WHAT THE TASK REQUIRES:
Beginning with the line where "[locate] wet ground" appears, retype every remaining line of the data below, both the first and last included.

DATA LISTING:

** BEGIN **

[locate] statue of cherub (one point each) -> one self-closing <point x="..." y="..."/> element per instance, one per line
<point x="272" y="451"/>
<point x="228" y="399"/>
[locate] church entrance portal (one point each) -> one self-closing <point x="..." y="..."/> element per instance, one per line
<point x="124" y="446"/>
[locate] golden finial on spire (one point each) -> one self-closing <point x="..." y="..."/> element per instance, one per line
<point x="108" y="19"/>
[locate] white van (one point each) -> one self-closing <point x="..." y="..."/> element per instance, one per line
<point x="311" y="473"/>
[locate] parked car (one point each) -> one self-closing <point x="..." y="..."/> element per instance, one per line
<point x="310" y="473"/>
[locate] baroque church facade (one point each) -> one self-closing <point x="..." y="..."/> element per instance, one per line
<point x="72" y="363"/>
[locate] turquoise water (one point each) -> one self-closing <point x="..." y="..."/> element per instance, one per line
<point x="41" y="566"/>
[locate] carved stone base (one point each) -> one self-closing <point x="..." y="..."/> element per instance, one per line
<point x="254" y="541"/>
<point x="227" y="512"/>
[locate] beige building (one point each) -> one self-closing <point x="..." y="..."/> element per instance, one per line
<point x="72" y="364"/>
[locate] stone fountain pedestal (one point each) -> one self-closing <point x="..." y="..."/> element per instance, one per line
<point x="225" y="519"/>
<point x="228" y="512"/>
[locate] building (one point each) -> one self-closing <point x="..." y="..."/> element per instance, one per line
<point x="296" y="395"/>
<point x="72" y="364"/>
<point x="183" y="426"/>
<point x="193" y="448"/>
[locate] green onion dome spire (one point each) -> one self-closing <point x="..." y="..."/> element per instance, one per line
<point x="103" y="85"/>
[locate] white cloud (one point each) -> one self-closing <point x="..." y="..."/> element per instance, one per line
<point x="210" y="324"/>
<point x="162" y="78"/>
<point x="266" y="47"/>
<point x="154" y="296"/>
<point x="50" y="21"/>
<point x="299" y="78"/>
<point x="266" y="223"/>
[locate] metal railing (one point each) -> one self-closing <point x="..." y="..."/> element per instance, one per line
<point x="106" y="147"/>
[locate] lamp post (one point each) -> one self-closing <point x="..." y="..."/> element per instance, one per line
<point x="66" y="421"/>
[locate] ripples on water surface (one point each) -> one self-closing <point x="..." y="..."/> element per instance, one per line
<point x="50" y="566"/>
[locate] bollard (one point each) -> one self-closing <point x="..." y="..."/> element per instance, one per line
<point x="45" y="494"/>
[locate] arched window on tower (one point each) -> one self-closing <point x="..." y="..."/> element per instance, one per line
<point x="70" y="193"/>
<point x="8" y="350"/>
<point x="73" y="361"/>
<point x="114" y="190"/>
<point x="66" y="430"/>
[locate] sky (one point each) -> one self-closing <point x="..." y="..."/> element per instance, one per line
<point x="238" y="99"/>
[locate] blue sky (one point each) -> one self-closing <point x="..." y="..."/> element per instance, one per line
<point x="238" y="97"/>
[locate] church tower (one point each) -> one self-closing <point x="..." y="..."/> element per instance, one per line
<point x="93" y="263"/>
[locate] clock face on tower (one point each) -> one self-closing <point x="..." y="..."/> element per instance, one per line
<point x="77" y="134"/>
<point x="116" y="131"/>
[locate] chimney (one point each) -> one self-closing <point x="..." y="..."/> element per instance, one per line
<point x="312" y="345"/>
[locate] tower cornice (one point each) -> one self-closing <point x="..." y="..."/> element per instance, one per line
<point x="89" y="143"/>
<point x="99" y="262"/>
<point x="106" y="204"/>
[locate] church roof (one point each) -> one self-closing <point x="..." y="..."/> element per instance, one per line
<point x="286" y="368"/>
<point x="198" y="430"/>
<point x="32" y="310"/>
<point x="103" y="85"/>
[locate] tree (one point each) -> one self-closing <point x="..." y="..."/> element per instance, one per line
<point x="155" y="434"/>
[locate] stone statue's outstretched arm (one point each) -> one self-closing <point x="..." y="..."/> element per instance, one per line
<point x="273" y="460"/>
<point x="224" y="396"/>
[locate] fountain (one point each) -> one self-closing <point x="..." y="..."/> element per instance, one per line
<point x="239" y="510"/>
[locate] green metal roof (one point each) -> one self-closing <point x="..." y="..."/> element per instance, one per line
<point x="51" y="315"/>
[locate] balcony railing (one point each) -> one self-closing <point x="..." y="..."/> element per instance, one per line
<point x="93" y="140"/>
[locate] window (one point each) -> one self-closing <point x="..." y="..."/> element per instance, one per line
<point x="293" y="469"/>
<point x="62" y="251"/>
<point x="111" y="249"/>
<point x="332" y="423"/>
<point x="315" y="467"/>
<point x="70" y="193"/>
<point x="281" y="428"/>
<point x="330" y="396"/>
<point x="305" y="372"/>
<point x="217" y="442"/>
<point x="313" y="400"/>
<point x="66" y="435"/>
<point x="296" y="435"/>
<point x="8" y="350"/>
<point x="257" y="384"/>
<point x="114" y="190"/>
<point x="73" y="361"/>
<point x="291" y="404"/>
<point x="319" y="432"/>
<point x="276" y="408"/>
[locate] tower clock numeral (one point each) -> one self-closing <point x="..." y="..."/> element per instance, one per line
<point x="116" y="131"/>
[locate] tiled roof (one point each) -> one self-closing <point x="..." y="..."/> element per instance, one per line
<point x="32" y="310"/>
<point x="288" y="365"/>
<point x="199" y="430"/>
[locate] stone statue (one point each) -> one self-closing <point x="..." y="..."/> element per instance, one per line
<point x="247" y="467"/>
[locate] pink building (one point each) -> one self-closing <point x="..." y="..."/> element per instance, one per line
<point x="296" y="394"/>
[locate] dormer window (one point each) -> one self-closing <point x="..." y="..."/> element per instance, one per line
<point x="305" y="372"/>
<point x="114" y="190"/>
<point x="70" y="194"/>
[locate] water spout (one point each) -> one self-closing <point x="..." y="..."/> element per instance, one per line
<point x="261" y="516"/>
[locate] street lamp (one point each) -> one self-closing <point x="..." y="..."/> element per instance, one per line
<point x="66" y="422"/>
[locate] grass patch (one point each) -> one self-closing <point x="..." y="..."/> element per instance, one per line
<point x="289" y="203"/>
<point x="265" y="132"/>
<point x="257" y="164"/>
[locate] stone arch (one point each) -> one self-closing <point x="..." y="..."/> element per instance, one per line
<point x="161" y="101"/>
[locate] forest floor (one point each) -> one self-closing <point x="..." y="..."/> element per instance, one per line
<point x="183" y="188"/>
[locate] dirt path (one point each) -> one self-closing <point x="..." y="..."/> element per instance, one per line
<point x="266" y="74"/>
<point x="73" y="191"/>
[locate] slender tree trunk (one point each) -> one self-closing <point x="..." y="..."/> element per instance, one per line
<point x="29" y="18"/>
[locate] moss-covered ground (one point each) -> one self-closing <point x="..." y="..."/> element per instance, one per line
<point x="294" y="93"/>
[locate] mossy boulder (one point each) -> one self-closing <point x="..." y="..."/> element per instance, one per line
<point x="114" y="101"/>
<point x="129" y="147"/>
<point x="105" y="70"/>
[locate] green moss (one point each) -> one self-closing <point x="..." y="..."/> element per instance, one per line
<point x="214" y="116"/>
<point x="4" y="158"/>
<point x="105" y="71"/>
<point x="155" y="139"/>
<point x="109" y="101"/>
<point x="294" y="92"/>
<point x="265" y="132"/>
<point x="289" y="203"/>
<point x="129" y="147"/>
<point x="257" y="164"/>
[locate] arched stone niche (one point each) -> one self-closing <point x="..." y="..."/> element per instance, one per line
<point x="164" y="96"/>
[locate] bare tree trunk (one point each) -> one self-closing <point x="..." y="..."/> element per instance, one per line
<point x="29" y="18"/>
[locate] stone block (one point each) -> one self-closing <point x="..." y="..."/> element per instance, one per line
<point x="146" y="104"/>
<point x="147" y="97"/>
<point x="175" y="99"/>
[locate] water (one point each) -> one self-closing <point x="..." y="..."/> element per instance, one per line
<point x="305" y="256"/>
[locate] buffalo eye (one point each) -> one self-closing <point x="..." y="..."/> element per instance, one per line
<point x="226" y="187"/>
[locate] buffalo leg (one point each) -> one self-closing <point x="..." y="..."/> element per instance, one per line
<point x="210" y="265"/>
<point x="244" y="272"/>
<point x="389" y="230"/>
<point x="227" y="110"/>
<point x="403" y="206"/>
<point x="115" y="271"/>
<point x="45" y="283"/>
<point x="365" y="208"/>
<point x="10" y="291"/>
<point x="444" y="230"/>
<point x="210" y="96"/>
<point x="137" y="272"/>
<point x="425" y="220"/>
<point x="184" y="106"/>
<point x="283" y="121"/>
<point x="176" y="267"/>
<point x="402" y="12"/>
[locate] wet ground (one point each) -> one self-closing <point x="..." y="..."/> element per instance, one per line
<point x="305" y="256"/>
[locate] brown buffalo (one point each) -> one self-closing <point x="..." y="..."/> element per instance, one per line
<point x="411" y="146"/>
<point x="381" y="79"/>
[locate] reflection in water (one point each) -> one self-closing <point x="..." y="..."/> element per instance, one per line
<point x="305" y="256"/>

** END **

TASK RESULT:
[locate] wet ground (one point each) -> one self-closing <point x="..." y="..."/> element per instance, one per line
<point x="305" y="256"/>
[locate] brown buffalo (one point each) -> one self-closing <point x="..." y="..."/> element per instance, one per line
<point x="411" y="146"/>
<point x="381" y="79"/>
[locate] reflection in water (one point each) -> one self-closing <point x="..." y="..."/> element per instance, one per line
<point x="305" y="256"/>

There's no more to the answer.